Excerpted data
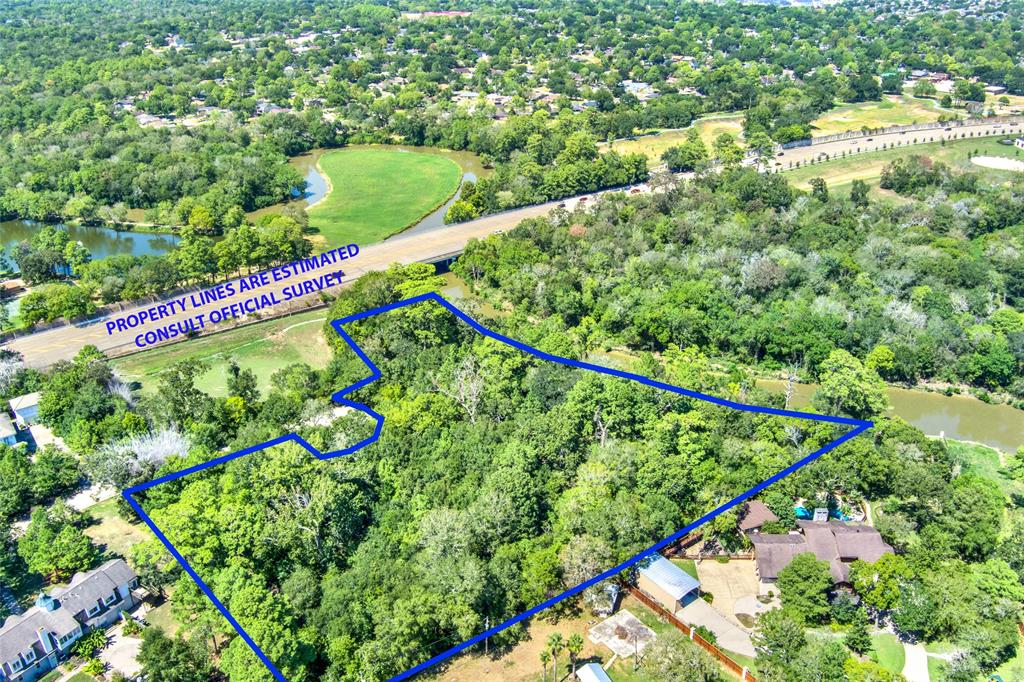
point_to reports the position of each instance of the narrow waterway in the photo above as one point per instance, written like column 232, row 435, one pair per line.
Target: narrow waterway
column 316, row 185
column 101, row 242
column 956, row 417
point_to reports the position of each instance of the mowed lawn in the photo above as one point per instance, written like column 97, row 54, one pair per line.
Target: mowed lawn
column 654, row 144
column 374, row 194
column 892, row 111
column 985, row 462
column 264, row 348
column 888, row 651
column 112, row 533
column 842, row 172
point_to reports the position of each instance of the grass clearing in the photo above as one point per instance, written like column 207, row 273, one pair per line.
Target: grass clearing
column 81, row 677
column 888, row 651
column 840, row 173
column 985, row 462
column 892, row 111
column 654, row 144
column 263, row 347
column 375, row 193
column 162, row 617
column 114, row 535
column 689, row 565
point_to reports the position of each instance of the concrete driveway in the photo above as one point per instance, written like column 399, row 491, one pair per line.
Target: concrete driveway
column 122, row 653
column 729, row 582
column 730, row 636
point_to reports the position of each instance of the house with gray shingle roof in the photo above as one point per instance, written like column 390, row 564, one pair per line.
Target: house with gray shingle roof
column 35, row 642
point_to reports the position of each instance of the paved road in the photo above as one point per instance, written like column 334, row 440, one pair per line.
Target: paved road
column 48, row 347
column 860, row 144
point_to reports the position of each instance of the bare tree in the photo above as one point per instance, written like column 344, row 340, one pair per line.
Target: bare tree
column 465, row 387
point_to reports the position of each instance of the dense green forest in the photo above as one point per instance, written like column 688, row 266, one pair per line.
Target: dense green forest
column 739, row 264
column 189, row 112
column 499, row 480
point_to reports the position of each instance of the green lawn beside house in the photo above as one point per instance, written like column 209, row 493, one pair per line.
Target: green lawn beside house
column 888, row 651
column 374, row 194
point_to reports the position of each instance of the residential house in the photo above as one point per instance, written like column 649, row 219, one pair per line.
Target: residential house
column 8, row 434
column 640, row 90
column 666, row 582
column 836, row 542
column 35, row 642
column 26, row 409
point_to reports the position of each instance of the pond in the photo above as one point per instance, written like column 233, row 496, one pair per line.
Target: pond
column 101, row 242
column 956, row 417
column 316, row 184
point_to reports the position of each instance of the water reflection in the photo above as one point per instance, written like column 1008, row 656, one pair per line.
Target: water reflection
column 101, row 242
column 956, row 417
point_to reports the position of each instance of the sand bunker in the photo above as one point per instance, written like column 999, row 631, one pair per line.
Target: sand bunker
column 1000, row 163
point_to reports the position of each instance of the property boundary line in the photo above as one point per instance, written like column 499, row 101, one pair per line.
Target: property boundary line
column 859, row 426
column 739, row 671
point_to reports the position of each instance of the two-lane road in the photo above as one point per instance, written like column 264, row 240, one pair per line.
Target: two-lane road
column 44, row 348
column 47, row 347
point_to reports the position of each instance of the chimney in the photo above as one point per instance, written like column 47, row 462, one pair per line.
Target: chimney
column 44, row 639
column 46, row 602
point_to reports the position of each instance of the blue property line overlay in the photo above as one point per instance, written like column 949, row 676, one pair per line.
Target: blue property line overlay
column 859, row 427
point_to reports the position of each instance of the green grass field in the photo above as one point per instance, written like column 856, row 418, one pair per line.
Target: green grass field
column 689, row 565
column 264, row 348
column 840, row 173
column 114, row 535
column 376, row 193
column 888, row 651
column 984, row 462
column 653, row 145
column 893, row 111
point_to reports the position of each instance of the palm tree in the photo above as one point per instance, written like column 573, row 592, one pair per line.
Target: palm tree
column 545, row 657
column 574, row 646
column 555, row 643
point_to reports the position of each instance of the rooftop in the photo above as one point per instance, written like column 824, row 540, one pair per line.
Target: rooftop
column 24, row 401
column 676, row 582
column 835, row 542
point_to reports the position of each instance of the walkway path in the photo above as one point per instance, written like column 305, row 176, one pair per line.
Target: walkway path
column 45, row 348
column 915, row 666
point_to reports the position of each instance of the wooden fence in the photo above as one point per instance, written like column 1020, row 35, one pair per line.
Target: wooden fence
column 727, row 663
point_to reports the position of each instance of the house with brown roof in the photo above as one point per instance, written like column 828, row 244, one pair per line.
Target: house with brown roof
column 836, row 542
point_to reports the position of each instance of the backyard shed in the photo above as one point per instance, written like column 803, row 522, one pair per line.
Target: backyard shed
column 26, row 409
column 592, row 673
column 666, row 582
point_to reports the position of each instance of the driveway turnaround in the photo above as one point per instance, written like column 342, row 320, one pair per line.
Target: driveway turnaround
column 730, row 636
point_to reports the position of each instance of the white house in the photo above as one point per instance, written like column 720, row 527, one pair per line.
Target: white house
column 35, row 642
column 26, row 409
column 8, row 434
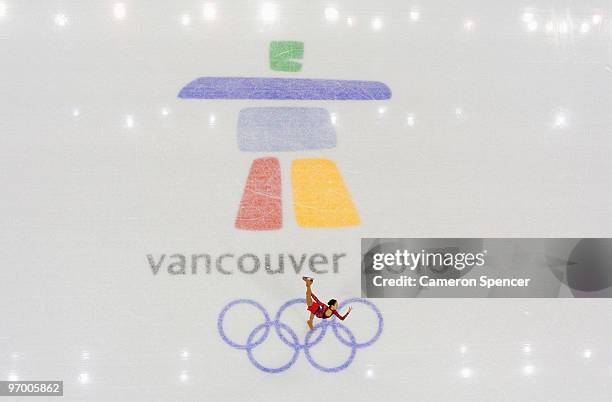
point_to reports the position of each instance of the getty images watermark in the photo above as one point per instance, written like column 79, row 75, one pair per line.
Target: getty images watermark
column 472, row 267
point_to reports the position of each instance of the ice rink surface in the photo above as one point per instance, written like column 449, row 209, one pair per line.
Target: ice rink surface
column 499, row 126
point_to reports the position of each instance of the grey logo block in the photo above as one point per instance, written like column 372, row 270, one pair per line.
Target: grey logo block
column 273, row 129
column 479, row 267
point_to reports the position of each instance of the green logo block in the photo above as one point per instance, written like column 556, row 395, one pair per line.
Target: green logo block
column 283, row 54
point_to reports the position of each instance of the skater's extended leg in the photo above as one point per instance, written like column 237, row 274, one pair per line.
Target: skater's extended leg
column 309, row 300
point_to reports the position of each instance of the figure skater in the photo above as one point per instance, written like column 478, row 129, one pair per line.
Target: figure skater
column 318, row 308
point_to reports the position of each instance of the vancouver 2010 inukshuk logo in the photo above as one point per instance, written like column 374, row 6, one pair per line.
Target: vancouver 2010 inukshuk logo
column 320, row 197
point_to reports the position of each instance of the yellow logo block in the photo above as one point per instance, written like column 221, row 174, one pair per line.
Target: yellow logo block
column 320, row 198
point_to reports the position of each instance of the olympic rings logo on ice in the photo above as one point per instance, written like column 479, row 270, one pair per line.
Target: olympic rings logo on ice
column 344, row 335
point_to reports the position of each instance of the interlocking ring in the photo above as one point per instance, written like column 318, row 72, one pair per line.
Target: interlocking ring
column 255, row 339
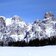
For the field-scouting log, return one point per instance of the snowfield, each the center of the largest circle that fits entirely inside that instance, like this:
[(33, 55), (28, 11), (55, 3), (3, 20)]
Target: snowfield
[(28, 51)]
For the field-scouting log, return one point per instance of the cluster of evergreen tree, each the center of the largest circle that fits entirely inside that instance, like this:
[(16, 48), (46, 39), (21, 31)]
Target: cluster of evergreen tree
[(35, 42)]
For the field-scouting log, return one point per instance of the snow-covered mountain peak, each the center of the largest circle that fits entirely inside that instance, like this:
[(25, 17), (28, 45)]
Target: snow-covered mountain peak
[(18, 30)]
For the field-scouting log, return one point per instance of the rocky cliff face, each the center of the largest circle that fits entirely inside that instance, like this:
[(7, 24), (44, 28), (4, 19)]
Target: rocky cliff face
[(15, 29)]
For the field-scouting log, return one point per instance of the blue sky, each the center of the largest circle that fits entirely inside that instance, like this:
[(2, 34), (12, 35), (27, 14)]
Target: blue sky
[(29, 10)]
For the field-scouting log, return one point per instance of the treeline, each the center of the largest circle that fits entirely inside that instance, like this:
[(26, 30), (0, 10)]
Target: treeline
[(35, 42)]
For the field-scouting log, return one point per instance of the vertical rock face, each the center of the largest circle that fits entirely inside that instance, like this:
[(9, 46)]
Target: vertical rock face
[(2, 24), (18, 30)]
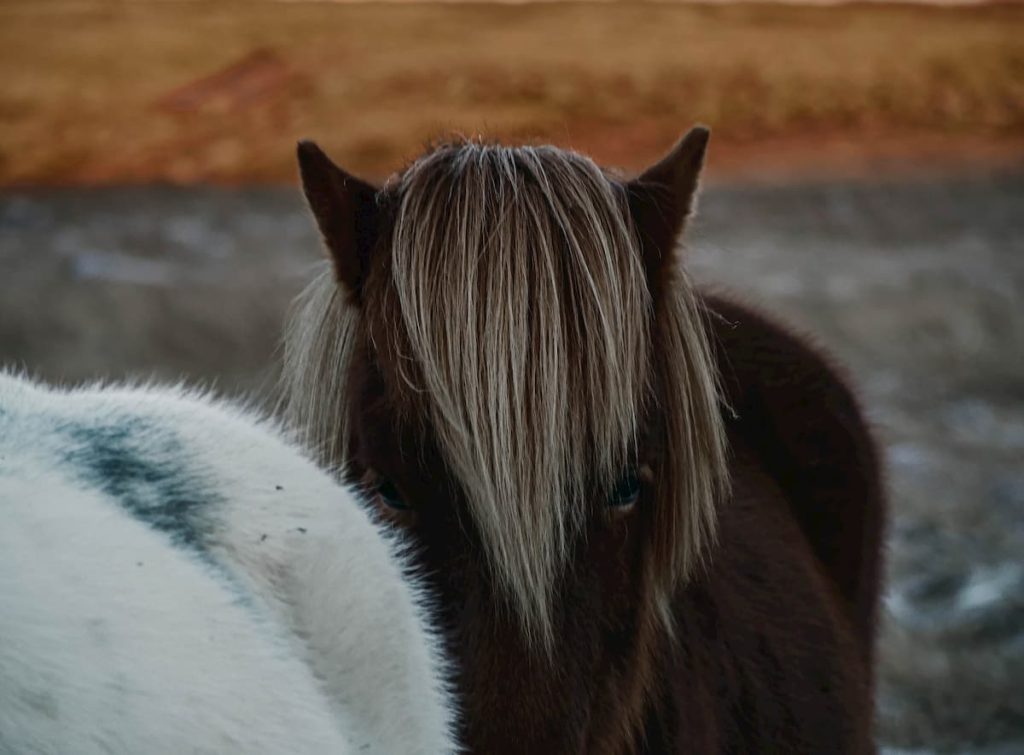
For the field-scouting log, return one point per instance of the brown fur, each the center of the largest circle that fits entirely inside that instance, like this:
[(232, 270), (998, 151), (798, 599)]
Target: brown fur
[(765, 647)]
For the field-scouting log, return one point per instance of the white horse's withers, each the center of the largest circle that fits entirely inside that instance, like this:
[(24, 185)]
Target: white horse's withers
[(176, 577)]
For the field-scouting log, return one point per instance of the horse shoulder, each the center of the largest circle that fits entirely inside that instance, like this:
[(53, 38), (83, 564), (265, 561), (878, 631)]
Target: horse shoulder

Directions for this task
Find the lines above that contain the word "shoulder" and copy each one.

Output below
For the field-scouting log, return one point per instance of the horse shoulder, each the center of the largest circle that fits entirely inside that instance, like this:
Target: horse shoulder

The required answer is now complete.